* Begin Data supplied *

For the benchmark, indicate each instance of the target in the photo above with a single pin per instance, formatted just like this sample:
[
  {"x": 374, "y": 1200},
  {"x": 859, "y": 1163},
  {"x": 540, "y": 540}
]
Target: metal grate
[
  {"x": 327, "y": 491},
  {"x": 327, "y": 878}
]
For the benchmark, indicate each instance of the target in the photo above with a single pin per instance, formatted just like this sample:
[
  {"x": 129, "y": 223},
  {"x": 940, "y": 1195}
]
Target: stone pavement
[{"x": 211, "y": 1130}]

* End Data supplied *

• [Exercise objective]:
Rewrite the listing above with every occurrence of "single pin" changed to "single point" and everything else left unchanged.

• [Solution to this problem]:
For the benchmark, indicate each instance of the target in the photo above with a single point per instance, formatted just like this sample:
[
  {"x": 374, "y": 1200},
  {"x": 859, "y": 1163},
  {"x": 540, "y": 540}
]
Target: metal grate
[
  {"x": 327, "y": 491},
  {"x": 327, "y": 878}
]
For the benchmark, indicate each instance of the target in the photo above with a single point per instance, formatted just like this sample:
[
  {"x": 129, "y": 223},
  {"x": 940, "y": 1195}
]
Target: stone pavement
[{"x": 211, "y": 1130}]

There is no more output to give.